WHAT NEEDS TO BE DONE -> Copy all of the data below word for word, leaving out the pictures.

RECORD EXTRACTS ->
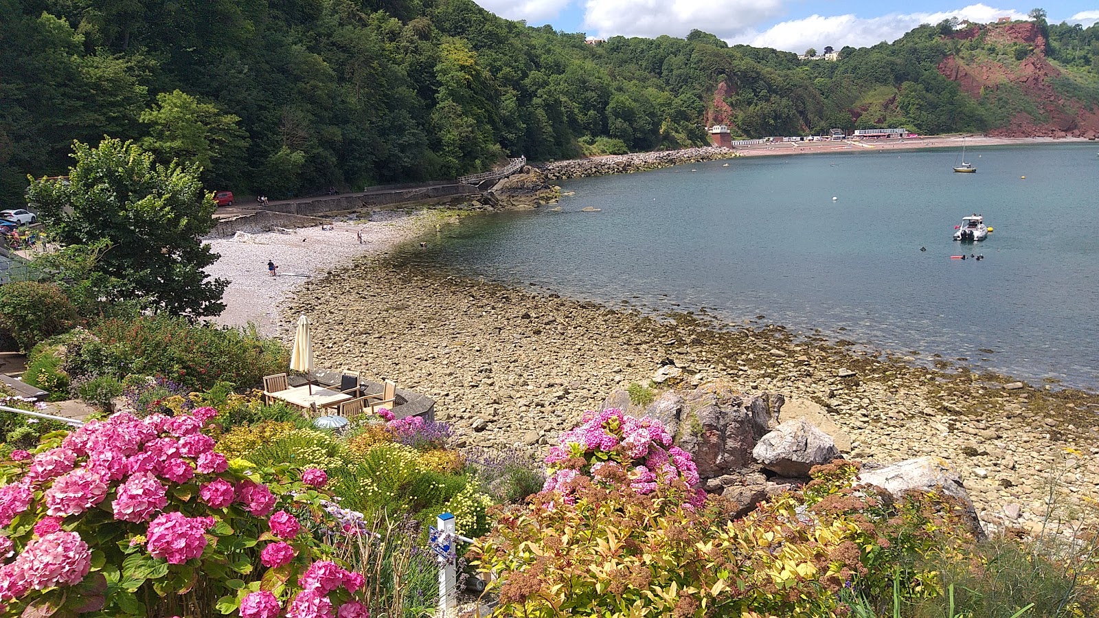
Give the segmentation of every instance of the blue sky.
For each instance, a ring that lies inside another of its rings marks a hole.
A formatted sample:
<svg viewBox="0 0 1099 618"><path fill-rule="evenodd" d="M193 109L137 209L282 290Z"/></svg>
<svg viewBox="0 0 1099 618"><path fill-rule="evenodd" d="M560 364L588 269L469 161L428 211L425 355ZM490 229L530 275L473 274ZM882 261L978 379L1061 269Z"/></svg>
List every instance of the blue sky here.
<svg viewBox="0 0 1099 618"><path fill-rule="evenodd" d="M893 41L920 25L948 16L974 22L999 16L1024 19L1034 7L1051 22L1085 26L1099 21L1099 0L1058 2L951 2L932 0L475 0L508 19L553 24L589 37L685 36L692 29L731 44L746 43L789 52L831 45L863 47Z"/></svg>

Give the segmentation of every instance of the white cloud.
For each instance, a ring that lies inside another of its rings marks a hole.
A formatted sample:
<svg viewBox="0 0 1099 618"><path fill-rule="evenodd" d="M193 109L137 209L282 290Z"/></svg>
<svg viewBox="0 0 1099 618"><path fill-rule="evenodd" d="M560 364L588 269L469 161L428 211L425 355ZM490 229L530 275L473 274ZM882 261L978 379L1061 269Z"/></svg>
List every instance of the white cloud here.
<svg viewBox="0 0 1099 618"><path fill-rule="evenodd" d="M1099 22L1099 11L1080 11L1068 18L1068 23L1083 24L1084 27L1088 27L1097 22Z"/></svg>
<svg viewBox="0 0 1099 618"><path fill-rule="evenodd" d="M1010 9L995 9L985 4L970 4L955 11L936 13L890 13L880 18L859 18L854 14L821 16L777 23L758 34L734 37L733 43L747 43L757 47L775 47L801 53L809 47L818 51L825 45L840 49L844 45L866 47L882 41L896 41L921 23L935 24L950 18L974 23L995 22L998 18L1025 20L1026 14Z"/></svg>
<svg viewBox="0 0 1099 618"><path fill-rule="evenodd" d="M784 0L587 0L584 29L596 36L744 36L784 11Z"/></svg>
<svg viewBox="0 0 1099 618"><path fill-rule="evenodd" d="M508 20L526 20L531 24L553 21L573 0L476 0L482 8Z"/></svg>

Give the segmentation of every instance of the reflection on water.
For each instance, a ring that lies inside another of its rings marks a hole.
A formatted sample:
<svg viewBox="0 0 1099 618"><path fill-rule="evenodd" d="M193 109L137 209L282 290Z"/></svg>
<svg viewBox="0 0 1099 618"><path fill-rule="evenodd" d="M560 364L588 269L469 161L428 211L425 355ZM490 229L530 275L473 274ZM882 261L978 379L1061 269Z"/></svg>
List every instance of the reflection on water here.
<svg viewBox="0 0 1099 618"><path fill-rule="evenodd" d="M704 308L737 324L764 314L1095 390L1092 150L980 148L972 175L951 172L951 151L864 151L586 178L562 186L575 191L563 212L466 218L403 258L613 306ZM952 241L970 212L993 233ZM961 254L985 260L951 260Z"/></svg>

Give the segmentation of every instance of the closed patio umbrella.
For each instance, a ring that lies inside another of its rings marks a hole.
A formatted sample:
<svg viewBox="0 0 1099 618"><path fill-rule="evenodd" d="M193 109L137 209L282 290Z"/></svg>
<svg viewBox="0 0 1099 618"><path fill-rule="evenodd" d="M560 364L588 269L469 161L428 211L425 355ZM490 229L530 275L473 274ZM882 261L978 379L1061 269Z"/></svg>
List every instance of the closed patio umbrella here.
<svg viewBox="0 0 1099 618"><path fill-rule="evenodd" d="M313 380L309 376L313 371L313 336L309 332L309 318L302 314L298 318L298 330L293 334L293 350L290 352L290 368L306 374L309 394L313 393Z"/></svg>

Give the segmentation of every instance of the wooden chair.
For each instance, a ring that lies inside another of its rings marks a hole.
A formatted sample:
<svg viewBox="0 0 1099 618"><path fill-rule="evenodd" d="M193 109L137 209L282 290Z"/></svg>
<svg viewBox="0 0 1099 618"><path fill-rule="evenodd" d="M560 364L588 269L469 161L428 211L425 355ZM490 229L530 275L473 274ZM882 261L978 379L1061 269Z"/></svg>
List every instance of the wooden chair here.
<svg viewBox="0 0 1099 618"><path fill-rule="evenodd" d="M264 376L264 404L270 405L271 393L278 393L280 390L286 390L290 388L290 384L286 379L286 374L275 374Z"/></svg>
<svg viewBox="0 0 1099 618"><path fill-rule="evenodd" d="M366 410L366 397L356 397L336 404L336 416L352 420Z"/></svg>
<svg viewBox="0 0 1099 618"><path fill-rule="evenodd" d="M363 383L359 380L358 372L344 369L340 376L340 393L358 397L363 393Z"/></svg>
<svg viewBox="0 0 1099 618"><path fill-rule="evenodd" d="M378 413L378 410L381 408L392 409L393 401L397 399L397 383L387 379L381 393L366 395L363 398L366 399L366 405L369 406L371 415Z"/></svg>

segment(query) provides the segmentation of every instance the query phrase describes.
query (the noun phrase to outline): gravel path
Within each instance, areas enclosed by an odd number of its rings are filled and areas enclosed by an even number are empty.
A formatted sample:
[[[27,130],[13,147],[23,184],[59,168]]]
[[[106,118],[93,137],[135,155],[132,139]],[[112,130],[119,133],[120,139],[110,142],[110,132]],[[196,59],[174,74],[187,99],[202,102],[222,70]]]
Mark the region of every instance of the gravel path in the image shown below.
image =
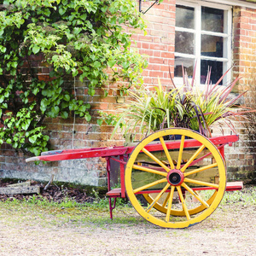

WRITTEN REPLY ->
Give the segmentation of every instance of the blue sky.
For each instance, a ring that lies inside another of its rings marks a hole.
A formatted sample:
<svg viewBox="0 0 1099 618"><path fill-rule="evenodd" d="M193 109L137 209L282 290Z"/></svg>
<svg viewBox="0 0 1099 618"><path fill-rule="evenodd" d="M560 364L588 269L469 161L428 211L425 355ZM490 229L530 275L473 274ZM882 261L978 379L1061 269Z"/></svg>
List every instance of the blue sky here.
<svg viewBox="0 0 1099 618"><path fill-rule="evenodd" d="M893 41L920 25L948 16L974 22L999 16L1024 19L1034 7L1051 22L1085 26L1099 21L1099 0L1058 2L951 2L932 0L475 0L508 19L553 24L589 37L685 36L692 29L731 44L746 43L789 52L831 45L863 47Z"/></svg>

Give the segmentation of every instance of the white cloud.
For each instance, a ring that lies inside another of its rings marks a hole.
A formatted sample:
<svg viewBox="0 0 1099 618"><path fill-rule="evenodd" d="M193 109L137 209L282 290Z"/></svg>
<svg viewBox="0 0 1099 618"><path fill-rule="evenodd" d="M560 364L588 269L469 161L428 211L425 355ZM490 229L530 275L473 274ZM882 261L978 379L1061 269Z"/></svg>
List every instance of the white cloud here.
<svg viewBox="0 0 1099 618"><path fill-rule="evenodd" d="M1099 22L1099 11L1080 11L1068 18L1068 23L1083 24L1084 27L1088 27L1097 22Z"/></svg>
<svg viewBox="0 0 1099 618"><path fill-rule="evenodd" d="M1010 9L995 9L985 4L970 4L955 11L936 13L890 13L880 18L859 18L854 14L821 16L777 23L758 34L734 37L733 43L747 43L757 47L775 47L801 53L809 47L818 51L825 45L840 49L844 45L866 47L882 41L896 41L921 23L935 24L950 18L974 23L995 22L998 18L1025 20L1026 14Z"/></svg>
<svg viewBox="0 0 1099 618"><path fill-rule="evenodd" d="M784 0L587 0L584 29L596 36L744 36L784 11Z"/></svg>
<svg viewBox="0 0 1099 618"><path fill-rule="evenodd" d="M508 20L526 20L531 24L553 21L573 0L476 0L482 8Z"/></svg>

Give the segmentation of every instance of the reflection on water.
For each instance, a ring that lies inside another of its rings marks a hole.
A formatted sample:
<svg viewBox="0 0 1099 618"><path fill-rule="evenodd" d="M193 109L137 209L282 290Z"/></svg>
<svg viewBox="0 0 1099 618"><path fill-rule="evenodd" d="M560 364L588 269L469 161L428 211L425 355ZM490 229L530 275L473 274ZM882 261L978 379L1061 269Z"/></svg>
List every instance of the reflection on water here.
<svg viewBox="0 0 1099 618"><path fill-rule="evenodd" d="M704 308L737 324L764 314L1095 390L1092 150L980 148L972 175L951 172L951 151L864 151L586 178L562 186L575 191L563 212L466 218L403 258L613 306ZM952 241L970 212L993 233ZM961 254L985 260L951 260Z"/></svg>

Give the segmentation of every instance of the closed patio umbrella.
For each instance, a ring that lies inside another of its rings marks a hole.
A formatted sample:
<svg viewBox="0 0 1099 618"><path fill-rule="evenodd" d="M193 109L137 209L282 290Z"/></svg>
<svg viewBox="0 0 1099 618"><path fill-rule="evenodd" d="M560 364L588 269L469 161L428 211L425 355ZM490 229L530 275L473 274ZM882 261L978 379L1061 269Z"/></svg>
List every instance of the closed patio umbrella here.
<svg viewBox="0 0 1099 618"><path fill-rule="evenodd" d="M313 380L309 376L313 371L313 336L309 332L309 318L302 314L298 318L298 330L293 334L293 350L290 352L290 368L306 374L309 394L313 393Z"/></svg>

Give the segmentation of every instance of the wooden chair.
For each instance, a ring that lies inside another of its rings marks a hole.
A formatted sample:
<svg viewBox="0 0 1099 618"><path fill-rule="evenodd" d="M193 109L137 209L282 290Z"/></svg>
<svg viewBox="0 0 1099 618"><path fill-rule="evenodd" d="M560 364L588 269L469 161L428 211L425 355ZM490 229L530 275L473 274ZM882 261L978 379L1061 269Z"/></svg>
List every instance of the wooden chair here.
<svg viewBox="0 0 1099 618"><path fill-rule="evenodd" d="M264 376L264 404L270 405L271 393L278 393L280 390L286 390L290 388L290 384L286 379L286 374L275 374Z"/></svg>
<svg viewBox="0 0 1099 618"><path fill-rule="evenodd" d="M366 410L366 397L356 397L336 404L336 416L352 420Z"/></svg>
<svg viewBox="0 0 1099 618"><path fill-rule="evenodd" d="M363 383L359 380L358 372L344 369L340 376L340 393L358 397L363 393Z"/></svg>
<svg viewBox="0 0 1099 618"><path fill-rule="evenodd" d="M378 413L378 410L381 408L392 409L393 401L397 399L397 383L387 379L381 393L366 395L363 398L366 399L366 405L369 406L371 415Z"/></svg>

segment(query) provides the segmentation of every instance the query phrase describes.
query (the noun phrase to outline): gravel path
Within each instance, areas enclosed by an odd number of its rings are filled and areas enclosed by an even number are empty.
A formatted sample:
[[[27,130],[13,147],[23,184],[59,168]]]
[[[106,118],[93,137],[135,155],[132,139]],[[112,130],[119,133],[120,139],[110,142],[110,132]],[[196,59],[174,74],[187,99],[202,102],[222,70]]]
Mark the region of every instance of the gravel path in the image shown below.
image =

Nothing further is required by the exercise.